Async timeouts work as follows:

  1. You create the timeout future.
  2. The runtime calls poll into the timeout, it checks whether the timeout has expired.
  3. If it is expired, it returns Ready and done.
  4. If it is not expired, it somehow registers a callback for when the right time has passed it calls cx.waker().wake(), or similar.
  5. When the time has passed, the callback from #4 is invoked, that calls wake() in the proper waker, which instructs the runtime to call poll again.
  6. This time poll will return Ready. Done!

The problem with your code is that you create the delay from inside the poll() implementation: self.expired = delay(self.timeout);. But then you return Pending without polling the timeout even once. This way, there is no callback registered anywhere that would call the Waker. No waker, no timeout.

I see several solutions:

A. Do not initialize PrudentIo::expired to None but create the timeout directly in the constructor. That way the timeout will always be polled before the io at least once, and it will be woken. But you will create a timeout always, even if it is not actually needed.

# # #

* _Written task 1_: What are the numbered steps the excerpt on async timeouts gives for how a timeout works? List all of them in order.

* _Record set_:

# # #

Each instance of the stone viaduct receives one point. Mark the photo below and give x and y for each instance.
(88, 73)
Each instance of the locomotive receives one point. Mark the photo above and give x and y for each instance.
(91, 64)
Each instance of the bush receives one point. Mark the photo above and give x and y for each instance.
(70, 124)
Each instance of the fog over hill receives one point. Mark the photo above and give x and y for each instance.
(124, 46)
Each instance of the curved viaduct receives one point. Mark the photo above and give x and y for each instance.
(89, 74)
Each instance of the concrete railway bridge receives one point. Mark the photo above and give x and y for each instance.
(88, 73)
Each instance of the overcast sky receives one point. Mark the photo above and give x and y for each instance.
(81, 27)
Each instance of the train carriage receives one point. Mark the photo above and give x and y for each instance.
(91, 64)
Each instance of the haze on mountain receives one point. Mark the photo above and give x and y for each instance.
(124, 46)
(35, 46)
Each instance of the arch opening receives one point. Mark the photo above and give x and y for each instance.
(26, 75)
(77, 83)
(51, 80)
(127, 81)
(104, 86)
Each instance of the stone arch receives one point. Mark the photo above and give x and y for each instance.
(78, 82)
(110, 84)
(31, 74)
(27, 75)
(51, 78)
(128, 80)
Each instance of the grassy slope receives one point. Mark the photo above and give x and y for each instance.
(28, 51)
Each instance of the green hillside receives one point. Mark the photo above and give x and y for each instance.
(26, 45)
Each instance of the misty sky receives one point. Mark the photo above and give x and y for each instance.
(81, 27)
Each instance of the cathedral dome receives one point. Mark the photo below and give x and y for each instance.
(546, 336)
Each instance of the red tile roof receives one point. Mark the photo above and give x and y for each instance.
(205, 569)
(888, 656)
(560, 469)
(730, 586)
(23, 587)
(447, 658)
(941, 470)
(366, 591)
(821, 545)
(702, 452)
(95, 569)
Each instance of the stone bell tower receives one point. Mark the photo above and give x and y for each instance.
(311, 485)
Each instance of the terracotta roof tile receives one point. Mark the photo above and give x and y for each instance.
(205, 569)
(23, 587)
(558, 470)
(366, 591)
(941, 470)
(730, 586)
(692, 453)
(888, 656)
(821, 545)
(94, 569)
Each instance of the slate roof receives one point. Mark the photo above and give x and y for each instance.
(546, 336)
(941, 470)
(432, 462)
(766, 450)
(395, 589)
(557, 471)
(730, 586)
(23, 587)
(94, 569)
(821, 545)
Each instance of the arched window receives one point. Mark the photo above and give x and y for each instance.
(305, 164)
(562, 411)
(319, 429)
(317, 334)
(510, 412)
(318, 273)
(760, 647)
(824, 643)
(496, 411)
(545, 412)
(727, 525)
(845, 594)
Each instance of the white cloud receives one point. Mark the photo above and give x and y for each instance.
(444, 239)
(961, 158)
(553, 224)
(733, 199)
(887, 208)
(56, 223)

# # #

* _Written task 2_: Output as a numbered list the rows from the line containing "Each instance of the terracotta" through the end of the rows, leaving out blank lines.

* _Written reply 1_:
1. You create the timeout future.
2. The runtime calls poll into the timeout, it checks whether the timeout has expired.
3. If it is expired, it returns Ready and done.
4. If it is not expired, it somehow registers a callback for when the right time has passed it calls cx.waker().wake(), or similar.
5. When the time has passed, the callback from #4 is invoked, that calls wake() in the proper waker, which instructs the runtime to call poll again.
6. This time poll will return Ready. Done!

* _Written reply 2_:
1. Each instance of the terracotta roof tile receives one point. Mark the photo above and give x and y for each instance.
2. (205, 569)
3. (23, 587)
4. (558, 470)
5. (366, 591)
6. (941, 470)
7. (730, 586)
8. (692, 453)
9. (888, 656)
10. (821, 545)
11. (94, 569)
12. Each instance of the slate roof receives one point. Mark the photo above and give x and y for each instance.
13. (546, 336)
14. (941, 470)
15. (432, 462)
16. (766, 450)
17. (395, 589)
18. (557, 471)
19. (730, 586)
20. (23, 587)
21. (94, 569)
22. (821, 545)
23. Each instance of the arched window receives one point. Mark the photo above and give x and y for each instance.
24. (305, 164)
25. (562, 411)
26. (319, 429)
27. (317, 334)
28. (510, 412)
29. (318, 273)
30. (760, 647)
31. (824, 643)
32. (496, 411)
33. (545, 412)
34. (727, 525)
35. (845, 594)
36. Each instance of the white cloud receives one point. Mark the photo above and give x and y for each instance.
37. (444, 239)
38. (961, 158)
39. (553, 224)
40. (733, 199)
41. (887, 208)
42. (56, 223)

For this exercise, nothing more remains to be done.